▶ [PROBLEM STATEMENT]: Your task is to set down the records below again, exactly.
⟨
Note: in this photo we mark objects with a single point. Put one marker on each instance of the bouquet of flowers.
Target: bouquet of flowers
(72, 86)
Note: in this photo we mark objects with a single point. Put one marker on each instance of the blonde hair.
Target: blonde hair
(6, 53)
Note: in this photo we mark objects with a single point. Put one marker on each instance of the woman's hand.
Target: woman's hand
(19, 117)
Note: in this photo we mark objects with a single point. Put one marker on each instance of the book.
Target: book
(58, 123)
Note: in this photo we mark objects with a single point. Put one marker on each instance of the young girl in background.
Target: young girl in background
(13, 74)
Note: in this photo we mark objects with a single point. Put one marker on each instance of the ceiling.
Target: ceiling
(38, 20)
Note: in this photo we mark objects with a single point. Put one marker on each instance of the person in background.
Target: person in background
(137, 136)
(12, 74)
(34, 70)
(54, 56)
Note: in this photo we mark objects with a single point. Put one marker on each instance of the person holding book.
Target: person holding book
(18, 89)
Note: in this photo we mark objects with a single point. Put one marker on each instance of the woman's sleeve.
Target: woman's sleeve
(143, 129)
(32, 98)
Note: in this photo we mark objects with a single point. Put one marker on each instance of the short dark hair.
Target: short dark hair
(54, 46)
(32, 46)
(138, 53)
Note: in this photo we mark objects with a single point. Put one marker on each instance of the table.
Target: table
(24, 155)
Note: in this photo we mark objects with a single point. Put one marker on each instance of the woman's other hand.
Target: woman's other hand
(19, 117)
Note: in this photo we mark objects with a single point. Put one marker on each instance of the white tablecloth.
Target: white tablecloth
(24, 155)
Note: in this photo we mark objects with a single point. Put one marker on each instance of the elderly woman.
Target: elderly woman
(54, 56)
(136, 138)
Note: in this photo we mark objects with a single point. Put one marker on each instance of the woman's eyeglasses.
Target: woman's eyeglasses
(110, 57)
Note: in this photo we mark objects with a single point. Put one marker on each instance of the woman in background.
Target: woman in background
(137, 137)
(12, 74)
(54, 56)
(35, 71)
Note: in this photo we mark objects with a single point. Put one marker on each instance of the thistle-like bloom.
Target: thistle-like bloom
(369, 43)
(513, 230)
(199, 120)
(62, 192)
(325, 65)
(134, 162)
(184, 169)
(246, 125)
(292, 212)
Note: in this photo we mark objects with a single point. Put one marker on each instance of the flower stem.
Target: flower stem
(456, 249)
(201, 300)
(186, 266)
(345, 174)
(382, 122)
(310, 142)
⟩
▶ [ANSWER AREA]:
Note: in this photo we mark objects with a single point. Put one marker on each instance of the bouquet of flowers.
Target: bouquet of flowers
(72, 86)
Note: in this photo we mark objects with a single point. Put one marker on each instance of the blonde hair.
Target: blonde hair
(6, 53)
Note: in this photo we mark objects with a single point. Put one marker on each instance of the woman's hand.
Target: woman's hand
(19, 117)
Note: in this photo we mark objects with a single point. Put one marker on each instance of the book.
Target: book
(58, 123)
Note: in this photo we mark objects with a single point. Put one marker on each instance of the young girl in background.
Target: young girl in background
(13, 74)
Note: in this photo we mark objects with a single point. Put one marker on each instance of the ceiling.
Target: ceiling
(38, 20)
Note: in this photo we mark objects with a single point. Put one marker on each instance of the person in background.
Target: person in background
(137, 136)
(12, 74)
(34, 70)
(54, 56)
Note: in this photo we mark objects with a single point. Put one marker on each instance of the person holding book.
Target: person holding book
(18, 89)
Note: in this photo we mark objects with a single point. Put one marker on each instance of the woman's sleeve.
Target: woman's sleeve
(143, 129)
(32, 98)
Note: in this photo we mark objects with a single point. Put one marker on each instance of the short dark hair.
Target: short dark hair
(54, 46)
(32, 46)
(138, 53)
Note: in this photo we mark objects with a single point. Put one marker on each instance of the table.
Target: table
(24, 155)
Note: in this photo we mark objects with a single point. Put one marker on each instance of the woman's other hand.
Target: woman's other hand
(19, 117)
Note: in this photo we mark objects with a single point. Put one marker on each instance of the white tablecloth.
Target: white tablecloth
(24, 155)
Note: in this photo we mark objects with a single point. Put one marker on each instance of the elderly woman.
Target: elderly woman
(54, 56)
(136, 138)
Note: in this photo we mark objects with a single point. Put one marker on each instance of the woman's eyeglasses.
Target: woman's eyeglasses
(110, 57)
Note: in this photo we mark objects with a single point. Put one marker on each instance of the woman in background.
Target: woman in background
(137, 137)
(12, 74)
(54, 56)
(35, 71)
Note: in this photo we mark objects with a single point. Put one marker on each instance of the thistle-like bloom.
Target: thistle-like bloom
(369, 43)
(513, 230)
(199, 120)
(62, 192)
(325, 65)
(134, 162)
(184, 169)
(246, 125)
(292, 212)
Note: in this photo we mark objects with a single point. Put one marker on each instance of the flower stem.
Target: flower stem
(456, 249)
(201, 300)
(186, 266)
(345, 174)
(382, 122)
(310, 142)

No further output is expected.